Exercise passage
BEGIN

Denise, this could be someone who stole your identity so they could use it to get a job.  Thy may have actually been working somewhere under your information and name.   With all the illegal people we have sneaking in here nowdays, this is happening more and more. I read that there is so much of it, that SS does not even try to track it down until the person reports that their SS is being used, then they find out which person belongs to the number, and prosecute the false user.
Report it to police right now !   They will be busy since it is a holiday weekend, but at least it will get the ball rolling in stopping this, and they may have more helpful information to give you. Plus, if by chance, it is a scam, they should be able to also tell that from looking at the letter. 
Do make at least one copy, more is better, and use the copies when you report it, and need to give out a copy. Keep the original in a safe place. 
Do NOT overlook anyone, even your roommates, as possible perpetrators of this crime. Many people discover that it is even a relative that has done this to them. 
My daughter went through this, never did find out how the woman got her information, and the police never were able to arrest and convict her either. She managed to even apply for college loans using my daughter's info. 
Getting on of those free credit reports will help you see where all your information might have been used.
Do what you can, and then try to let it go until Tuesday.


----------



## Bettyann (May 24, 2014)

I kinda wonder how they do this, too, Denise!! Where do they get the W2's? 
Guess we wouldn't make very clever crooks, eh?? :greedy_dollars:


----------



## Happyflowerlady (May 24, 2014)

Bettyann said:


> I kinda wonder how they do this, too, Denise!! Where do they get the W2's?

END

Data extract
BEGIN

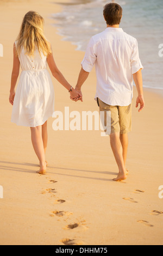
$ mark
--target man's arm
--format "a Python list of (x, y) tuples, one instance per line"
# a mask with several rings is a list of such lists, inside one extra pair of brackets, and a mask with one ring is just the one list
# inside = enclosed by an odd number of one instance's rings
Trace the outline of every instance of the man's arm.
[(136, 107), (137, 107), (139, 104), (140, 103), (140, 107), (139, 109), (139, 112), (140, 112), (140, 111), (142, 110), (145, 106), (143, 97), (143, 81), (141, 69), (140, 69), (139, 71), (133, 74), (133, 78), (138, 93), (138, 96), (136, 99)]
[[(82, 95), (82, 93), (81, 91), (82, 86), (88, 78), (89, 74), (90, 73), (89, 72), (85, 71), (83, 69), (83, 68), (82, 68), (79, 74), (78, 82), (75, 88), (76, 91), (78, 92), (80, 94)], [(83, 97), (80, 97), (79, 100), (81, 100), (81, 101), (83, 101)], [(75, 101), (76, 101), (76, 100)]]

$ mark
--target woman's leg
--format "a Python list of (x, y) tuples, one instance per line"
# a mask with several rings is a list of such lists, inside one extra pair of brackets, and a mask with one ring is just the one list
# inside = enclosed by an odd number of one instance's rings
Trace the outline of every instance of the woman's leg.
[(31, 138), (35, 152), (39, 160), (39, 173), (44, 174), (46, 169), (43, 143), (42, 138), (42, 126), (30, 127)]
[(46, 154), (47, 146), (47, 141), (48, 141), (48, 134), (47, 134), (47, 121), (42, 125), (42, 138), (43, 144), (43, 148), (45, 154)]

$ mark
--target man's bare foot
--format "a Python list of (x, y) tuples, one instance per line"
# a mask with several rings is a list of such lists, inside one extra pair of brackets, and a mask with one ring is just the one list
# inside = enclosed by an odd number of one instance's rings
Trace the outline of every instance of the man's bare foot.
[(127, 175), (118, 174), (117, 177), (116, 179), (113, 179), (114, 181), (120, 181), (121, 180), (124, 180), (127, 179)]

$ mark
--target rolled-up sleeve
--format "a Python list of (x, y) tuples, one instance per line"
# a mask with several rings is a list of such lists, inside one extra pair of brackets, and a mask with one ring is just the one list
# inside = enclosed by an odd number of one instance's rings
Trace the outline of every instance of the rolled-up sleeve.
[(82, 66), (86, 72), (90, 72), (97, 59), (96, 45), (93, 38), (90, 40), (85, 52)]
[(140, 69), (143, 69), (139, 58), (137, 40), (136, 40), (135, 43), (133, 45), (133, 52), (130, 58), (130, 65), (132, 74), (136, 73), (136, 72), (139, 71)]

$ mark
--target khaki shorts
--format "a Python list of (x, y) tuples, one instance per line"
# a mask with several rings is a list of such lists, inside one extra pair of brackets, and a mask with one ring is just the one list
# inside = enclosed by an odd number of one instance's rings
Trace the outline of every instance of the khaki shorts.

END

What to work on
a: From the identity theft thread, transcribe the part that opens with the words containing "Report it to" and closes with "this to them.".
b: In the identity theft thread, what did the woman who used the daughter's information manage to apply for?
c: Rewrite the paragraph of the identity theft thread that begins "Report it to police right now" as a short list that keeps its main facts.

Results by task
a:
Report it to police right now !   They will be busy since it is a holiday weekend, but at least it will get the ball rolling in stopping this, and they may have more helpful information to give you. Plus, if by chance, it is a scam, they should be able to also tell that from looking at the letter. 
Do make at least one copy, more is better, and use the copies when you report it, and need to give out a copy. Keep the original in a safe place. 
Do NOT overlook anyone, even your roommates, as possible perpetrators of this crime. Many people discover that it is even a relative that has done this to them.

b: College loans.

c:
- Report it to the police immediately.
- They will be busy because it is a holiday weekend, but reporting will start the process of stopping this.
- They may have more helpful information to give.
- If it is a scam, they should be able to tell from looking at the letter.